═════ DATA LISTING ═════
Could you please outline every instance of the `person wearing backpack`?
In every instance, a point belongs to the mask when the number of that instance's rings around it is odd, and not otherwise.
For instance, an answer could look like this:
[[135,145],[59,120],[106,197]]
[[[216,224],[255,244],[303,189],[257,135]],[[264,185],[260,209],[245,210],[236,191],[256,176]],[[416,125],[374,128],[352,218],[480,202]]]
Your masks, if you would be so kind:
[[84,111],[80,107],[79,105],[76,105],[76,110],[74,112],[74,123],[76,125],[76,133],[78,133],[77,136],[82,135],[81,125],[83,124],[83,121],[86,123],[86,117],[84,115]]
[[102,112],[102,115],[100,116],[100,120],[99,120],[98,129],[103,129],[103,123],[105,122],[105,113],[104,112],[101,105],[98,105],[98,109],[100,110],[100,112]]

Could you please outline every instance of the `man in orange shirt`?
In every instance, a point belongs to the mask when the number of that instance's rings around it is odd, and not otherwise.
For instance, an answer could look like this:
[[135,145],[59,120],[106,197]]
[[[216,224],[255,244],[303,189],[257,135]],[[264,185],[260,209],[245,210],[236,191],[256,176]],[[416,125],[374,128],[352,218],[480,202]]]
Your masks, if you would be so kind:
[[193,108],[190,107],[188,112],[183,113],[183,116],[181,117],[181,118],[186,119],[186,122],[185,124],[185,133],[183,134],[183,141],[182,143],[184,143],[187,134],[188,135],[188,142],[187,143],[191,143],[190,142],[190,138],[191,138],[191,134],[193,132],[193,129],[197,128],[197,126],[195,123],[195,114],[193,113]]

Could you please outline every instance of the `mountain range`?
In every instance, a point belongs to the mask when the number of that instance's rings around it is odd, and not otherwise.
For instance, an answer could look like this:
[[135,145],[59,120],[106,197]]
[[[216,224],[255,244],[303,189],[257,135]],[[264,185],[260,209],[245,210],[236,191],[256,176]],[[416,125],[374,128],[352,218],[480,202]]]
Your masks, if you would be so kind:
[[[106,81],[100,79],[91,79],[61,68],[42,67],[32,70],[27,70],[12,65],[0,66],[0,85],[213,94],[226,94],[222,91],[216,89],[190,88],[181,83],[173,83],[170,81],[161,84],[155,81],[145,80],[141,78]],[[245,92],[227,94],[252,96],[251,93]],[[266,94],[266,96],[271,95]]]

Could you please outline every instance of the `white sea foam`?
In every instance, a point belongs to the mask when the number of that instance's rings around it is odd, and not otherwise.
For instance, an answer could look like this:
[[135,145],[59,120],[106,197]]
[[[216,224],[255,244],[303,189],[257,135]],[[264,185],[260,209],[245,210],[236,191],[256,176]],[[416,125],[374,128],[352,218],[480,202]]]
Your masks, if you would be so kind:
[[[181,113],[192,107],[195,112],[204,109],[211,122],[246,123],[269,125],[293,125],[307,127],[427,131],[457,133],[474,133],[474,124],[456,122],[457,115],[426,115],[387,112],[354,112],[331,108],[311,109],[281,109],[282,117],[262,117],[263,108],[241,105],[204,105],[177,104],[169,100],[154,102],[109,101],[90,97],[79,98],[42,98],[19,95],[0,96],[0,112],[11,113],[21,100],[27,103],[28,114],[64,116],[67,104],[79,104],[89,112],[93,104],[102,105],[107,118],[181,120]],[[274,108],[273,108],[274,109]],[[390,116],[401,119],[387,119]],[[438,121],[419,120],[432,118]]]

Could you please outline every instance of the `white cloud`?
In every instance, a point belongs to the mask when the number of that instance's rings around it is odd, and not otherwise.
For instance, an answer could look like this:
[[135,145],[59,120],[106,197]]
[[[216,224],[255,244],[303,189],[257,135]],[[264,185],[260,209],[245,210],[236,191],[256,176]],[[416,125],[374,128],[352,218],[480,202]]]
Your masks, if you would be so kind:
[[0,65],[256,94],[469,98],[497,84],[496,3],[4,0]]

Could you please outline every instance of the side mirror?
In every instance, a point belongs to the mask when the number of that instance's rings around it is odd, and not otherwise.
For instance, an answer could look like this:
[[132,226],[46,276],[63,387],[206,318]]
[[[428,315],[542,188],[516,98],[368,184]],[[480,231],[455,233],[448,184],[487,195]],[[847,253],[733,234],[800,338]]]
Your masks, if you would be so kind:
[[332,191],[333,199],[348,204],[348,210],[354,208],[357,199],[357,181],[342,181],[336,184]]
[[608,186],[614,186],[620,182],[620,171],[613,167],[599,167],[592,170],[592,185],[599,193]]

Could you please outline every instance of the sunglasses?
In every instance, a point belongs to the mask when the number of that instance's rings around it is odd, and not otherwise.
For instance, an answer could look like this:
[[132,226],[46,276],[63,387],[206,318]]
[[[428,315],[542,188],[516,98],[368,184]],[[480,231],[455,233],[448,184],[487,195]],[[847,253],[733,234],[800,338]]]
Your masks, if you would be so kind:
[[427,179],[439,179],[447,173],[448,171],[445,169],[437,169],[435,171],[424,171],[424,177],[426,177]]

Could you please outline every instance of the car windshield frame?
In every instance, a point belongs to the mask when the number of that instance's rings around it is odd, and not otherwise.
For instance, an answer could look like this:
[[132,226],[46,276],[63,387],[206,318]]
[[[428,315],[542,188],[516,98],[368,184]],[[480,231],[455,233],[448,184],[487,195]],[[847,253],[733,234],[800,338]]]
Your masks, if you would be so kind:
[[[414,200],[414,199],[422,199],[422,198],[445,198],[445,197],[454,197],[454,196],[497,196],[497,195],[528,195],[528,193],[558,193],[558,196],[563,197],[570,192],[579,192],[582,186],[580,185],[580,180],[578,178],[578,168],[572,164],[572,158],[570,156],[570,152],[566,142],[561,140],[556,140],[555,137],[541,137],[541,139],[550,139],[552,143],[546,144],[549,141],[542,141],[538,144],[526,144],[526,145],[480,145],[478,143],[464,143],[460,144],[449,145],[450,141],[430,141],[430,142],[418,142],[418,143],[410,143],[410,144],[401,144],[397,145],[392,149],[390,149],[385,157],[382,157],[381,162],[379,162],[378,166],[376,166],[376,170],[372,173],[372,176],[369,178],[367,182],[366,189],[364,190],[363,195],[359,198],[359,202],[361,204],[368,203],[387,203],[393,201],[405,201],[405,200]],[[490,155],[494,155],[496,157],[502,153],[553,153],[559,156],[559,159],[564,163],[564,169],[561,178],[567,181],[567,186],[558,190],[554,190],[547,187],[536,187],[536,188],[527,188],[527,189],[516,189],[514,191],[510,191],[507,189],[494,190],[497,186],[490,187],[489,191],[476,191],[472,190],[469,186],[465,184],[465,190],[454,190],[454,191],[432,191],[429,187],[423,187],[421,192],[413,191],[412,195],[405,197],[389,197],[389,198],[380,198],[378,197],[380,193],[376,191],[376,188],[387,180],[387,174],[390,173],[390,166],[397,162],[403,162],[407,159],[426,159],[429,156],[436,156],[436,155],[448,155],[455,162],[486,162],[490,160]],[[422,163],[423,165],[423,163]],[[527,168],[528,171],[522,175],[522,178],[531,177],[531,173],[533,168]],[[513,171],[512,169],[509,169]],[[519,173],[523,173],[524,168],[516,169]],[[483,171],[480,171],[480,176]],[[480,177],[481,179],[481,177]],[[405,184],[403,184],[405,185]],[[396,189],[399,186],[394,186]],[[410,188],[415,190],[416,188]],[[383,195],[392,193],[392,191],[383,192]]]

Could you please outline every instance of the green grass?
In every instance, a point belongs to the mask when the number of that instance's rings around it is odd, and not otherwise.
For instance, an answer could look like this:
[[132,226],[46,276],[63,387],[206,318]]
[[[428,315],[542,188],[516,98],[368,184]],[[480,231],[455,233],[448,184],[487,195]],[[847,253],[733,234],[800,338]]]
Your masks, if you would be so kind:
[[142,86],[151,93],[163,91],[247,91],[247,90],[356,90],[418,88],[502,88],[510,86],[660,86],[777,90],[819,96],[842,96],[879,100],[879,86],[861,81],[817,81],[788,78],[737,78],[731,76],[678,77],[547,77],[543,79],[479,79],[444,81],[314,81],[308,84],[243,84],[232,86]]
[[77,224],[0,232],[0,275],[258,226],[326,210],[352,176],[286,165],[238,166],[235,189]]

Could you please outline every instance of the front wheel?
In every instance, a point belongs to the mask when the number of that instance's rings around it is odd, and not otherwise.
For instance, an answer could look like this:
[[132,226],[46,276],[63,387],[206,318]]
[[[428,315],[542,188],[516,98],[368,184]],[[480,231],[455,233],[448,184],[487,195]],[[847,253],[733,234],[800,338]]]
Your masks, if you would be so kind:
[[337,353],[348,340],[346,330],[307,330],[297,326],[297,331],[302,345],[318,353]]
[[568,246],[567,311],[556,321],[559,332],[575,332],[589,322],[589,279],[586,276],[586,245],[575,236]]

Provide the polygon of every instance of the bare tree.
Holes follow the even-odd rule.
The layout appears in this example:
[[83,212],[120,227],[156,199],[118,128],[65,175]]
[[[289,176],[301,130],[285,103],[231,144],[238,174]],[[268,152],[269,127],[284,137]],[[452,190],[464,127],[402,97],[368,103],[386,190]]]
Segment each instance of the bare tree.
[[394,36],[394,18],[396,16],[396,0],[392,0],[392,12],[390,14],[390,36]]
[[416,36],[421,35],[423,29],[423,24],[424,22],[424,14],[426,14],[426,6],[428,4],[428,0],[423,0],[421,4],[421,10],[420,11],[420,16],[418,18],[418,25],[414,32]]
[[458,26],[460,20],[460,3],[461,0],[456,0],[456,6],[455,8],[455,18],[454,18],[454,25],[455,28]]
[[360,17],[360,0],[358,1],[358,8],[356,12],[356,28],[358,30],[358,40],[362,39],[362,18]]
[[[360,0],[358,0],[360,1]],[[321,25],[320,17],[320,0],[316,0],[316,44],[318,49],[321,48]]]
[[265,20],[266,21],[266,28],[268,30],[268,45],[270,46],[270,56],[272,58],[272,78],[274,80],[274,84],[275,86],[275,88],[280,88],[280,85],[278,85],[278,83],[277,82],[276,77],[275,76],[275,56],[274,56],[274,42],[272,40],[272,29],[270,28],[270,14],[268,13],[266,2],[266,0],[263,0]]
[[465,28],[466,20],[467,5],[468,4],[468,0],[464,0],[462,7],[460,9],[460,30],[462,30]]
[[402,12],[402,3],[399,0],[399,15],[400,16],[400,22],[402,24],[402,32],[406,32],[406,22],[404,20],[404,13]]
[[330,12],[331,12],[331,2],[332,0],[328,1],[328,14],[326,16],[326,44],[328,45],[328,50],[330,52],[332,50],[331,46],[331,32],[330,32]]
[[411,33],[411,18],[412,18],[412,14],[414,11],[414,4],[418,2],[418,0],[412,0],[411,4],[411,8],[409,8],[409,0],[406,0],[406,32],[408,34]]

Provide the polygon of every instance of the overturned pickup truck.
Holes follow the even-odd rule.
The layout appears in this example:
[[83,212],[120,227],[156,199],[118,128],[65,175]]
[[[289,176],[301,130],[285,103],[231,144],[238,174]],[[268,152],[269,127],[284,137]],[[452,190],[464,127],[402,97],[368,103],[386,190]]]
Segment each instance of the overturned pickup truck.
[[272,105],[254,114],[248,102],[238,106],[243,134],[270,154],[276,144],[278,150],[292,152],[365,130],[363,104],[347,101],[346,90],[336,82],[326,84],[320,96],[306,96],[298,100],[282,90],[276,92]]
═════
* **REQUIREMENT**
Rewrite the lines starting at the one containing "Provide the polygon of every instance of the overturned" and ending at the last line of the items, with "upturned" substituted for "overturned" and nothing else altered.

* **EXERCISE ANSWER**
Provide the polygon of every instance of the upturned pickup truck.
Holes follow the even-odd rule.
The layout appears in this example:
[[83,212],[120,227],[156,199],[118,128],[65,175]]
[[[289,176],[301,130],[285,103],[231,144],[238,174]],[[268,152],[269,127],[284,137]],[[452,190],[464,127],[402,97],[368,103],[386,190]]]
Segment each instance of the upturned pickup truck.
[[272,105],[254,114],[248,102],[238,106],[243,134],[270,154],[276,144],[278,150],[292,152],[365,130],[363,104],[347,101],[346,90],[336,82],[326,84],[320,96],[306,96],[298,100],[282,90],[276,92]]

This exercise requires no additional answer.